Extract every line in the entries that contains the string "surface", treating uppercase and lowercase letters as different.
======== Record extracts
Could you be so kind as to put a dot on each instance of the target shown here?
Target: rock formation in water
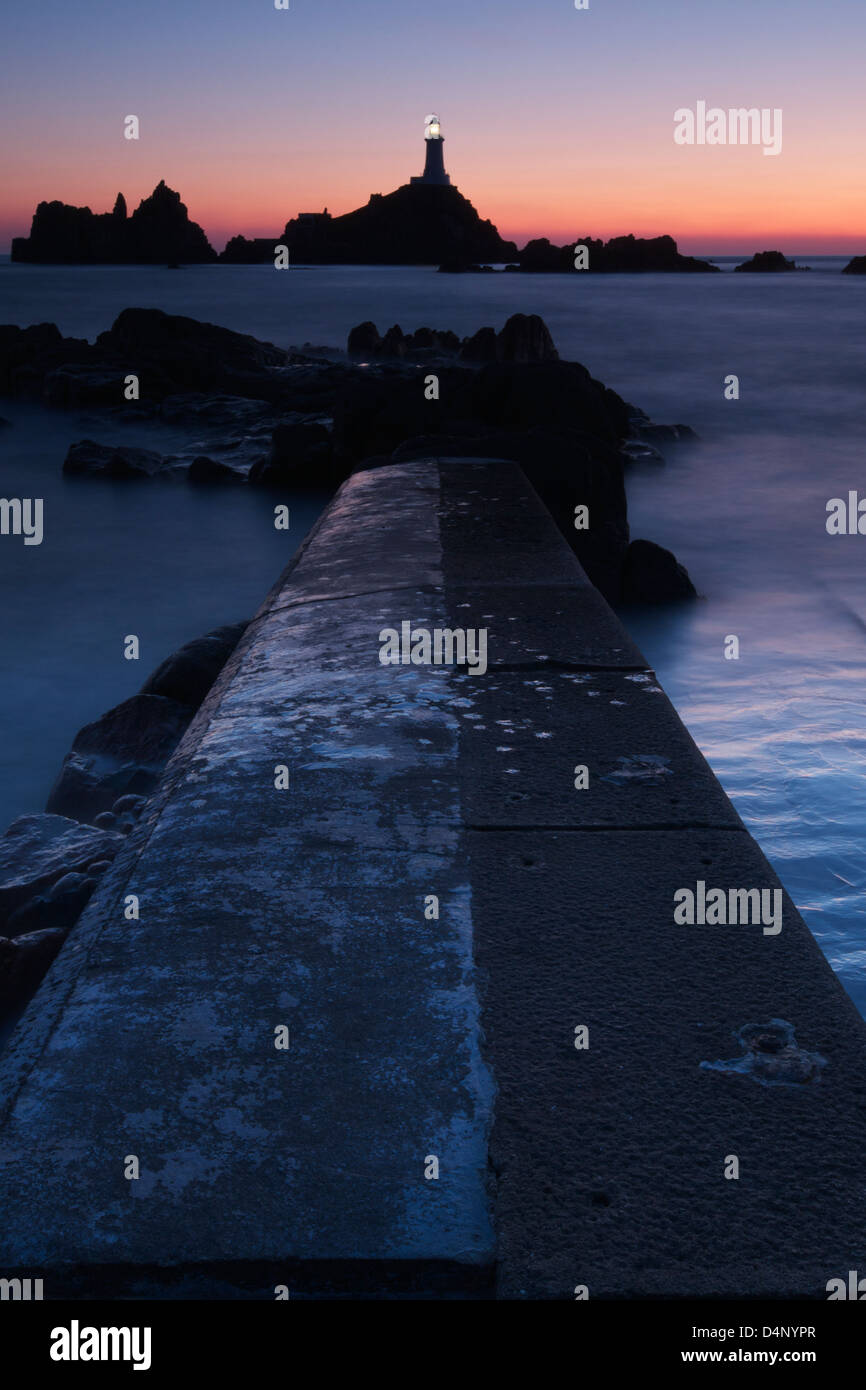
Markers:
(766, 263)
(620, 253)
(416, 225)
(159, 232)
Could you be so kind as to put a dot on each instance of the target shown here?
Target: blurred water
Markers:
(784, 727)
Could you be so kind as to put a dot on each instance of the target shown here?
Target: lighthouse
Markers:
(434, 167)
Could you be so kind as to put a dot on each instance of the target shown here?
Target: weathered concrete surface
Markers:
(414, 1037)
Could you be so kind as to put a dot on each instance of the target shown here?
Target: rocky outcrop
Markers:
(524, 338)
(620, 253)
(414, 225)
(157, 232)
(52, 863)
(766, 263)
(38, 851)
(652, 574)
(188, 674)
(99, 460)
(123, 752)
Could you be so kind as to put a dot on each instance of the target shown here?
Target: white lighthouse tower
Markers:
(434, 167)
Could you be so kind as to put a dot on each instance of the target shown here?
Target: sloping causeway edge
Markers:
(412, 1037)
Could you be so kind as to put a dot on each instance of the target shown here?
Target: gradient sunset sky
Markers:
(556, 121)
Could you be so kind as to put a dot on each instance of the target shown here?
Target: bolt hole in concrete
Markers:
(772, 1057)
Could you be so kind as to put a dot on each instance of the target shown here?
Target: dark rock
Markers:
(186, 676)
(364, 342)
(78, 384)
(526, 338)
(24, 962)
(100, 460)
(300, 456)
(121, 752)
(27, 355)
(620, 255)
(36, 851)
(481, 346)
(57, 909)
(665, 434)
(249, 250)
(652, 574)
(641, 452)
(159, 231)
(552, 394)
(200, 409)
(173, 355)
(97, 868)
(394, 344)
(766, 262)
(203, 469)
(414, 225)
(566, 467)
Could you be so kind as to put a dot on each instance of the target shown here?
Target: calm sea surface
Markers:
(784, 727)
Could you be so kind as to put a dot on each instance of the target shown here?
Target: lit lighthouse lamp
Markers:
(434, 167)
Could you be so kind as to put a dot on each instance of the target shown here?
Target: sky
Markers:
(558, 121)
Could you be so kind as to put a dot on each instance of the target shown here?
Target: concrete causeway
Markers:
(423, 1043)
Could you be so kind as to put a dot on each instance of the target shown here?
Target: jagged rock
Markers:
(666, 434)
(526, 338)
(99, 460)
(481, 346)
(214, 410)
(186, 676)
(766, 262)
(36, 851)
(619, 255)
(24, 963)
(394, 344)
(364, 342)
(652, 574)
(57, 909)
(121, 752)
(553, 394)
(171, 353)
(300, 456)
(27, 355)
(641, 452)
(159, 231)
(203, 469)
(414, 225)
(78, 384)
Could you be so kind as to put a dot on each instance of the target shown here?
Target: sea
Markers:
(744, 509)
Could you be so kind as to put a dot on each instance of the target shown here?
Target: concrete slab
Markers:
(610, 1161)
(524, 734)
(412, 1034)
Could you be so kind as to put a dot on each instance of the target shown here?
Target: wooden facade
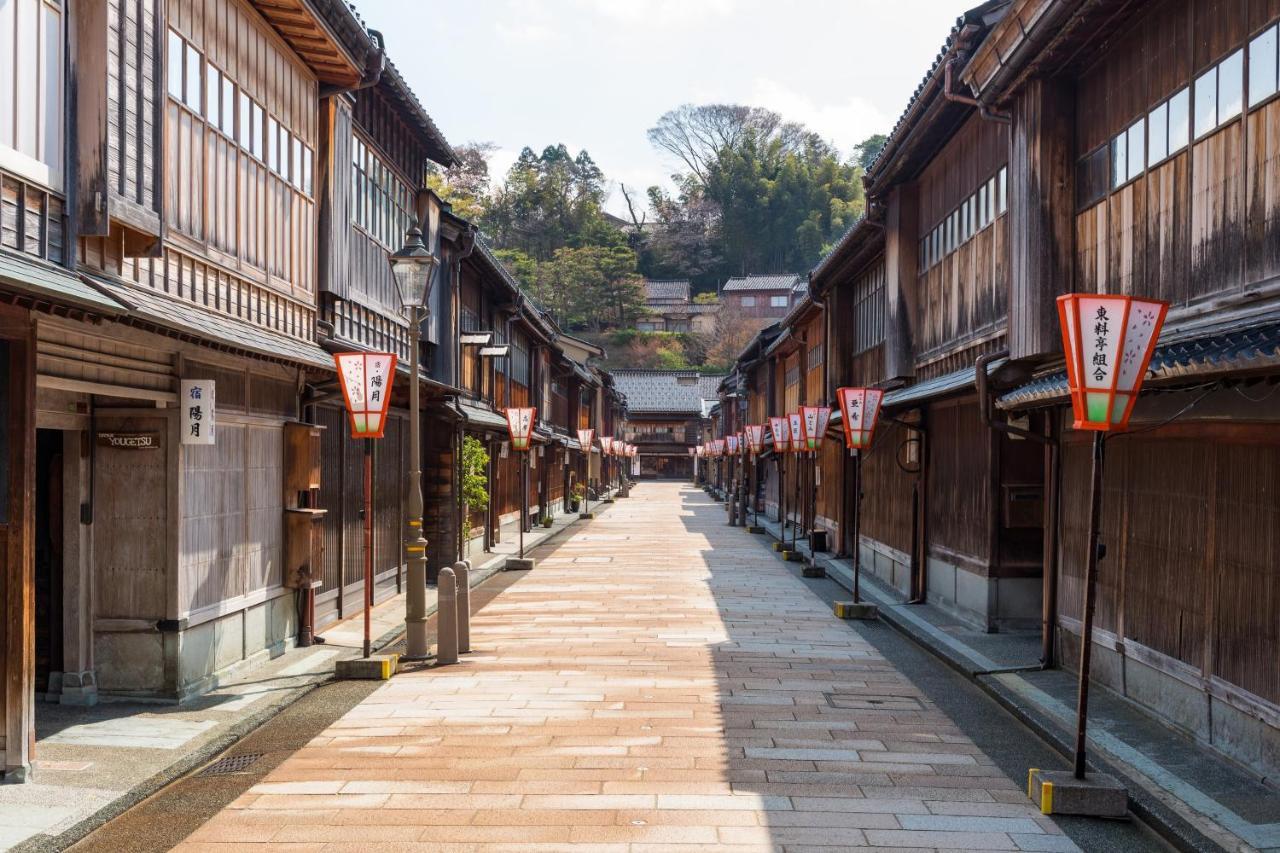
================
* Expected answer:
Target: weathered concrete surface
Target: calm sea surface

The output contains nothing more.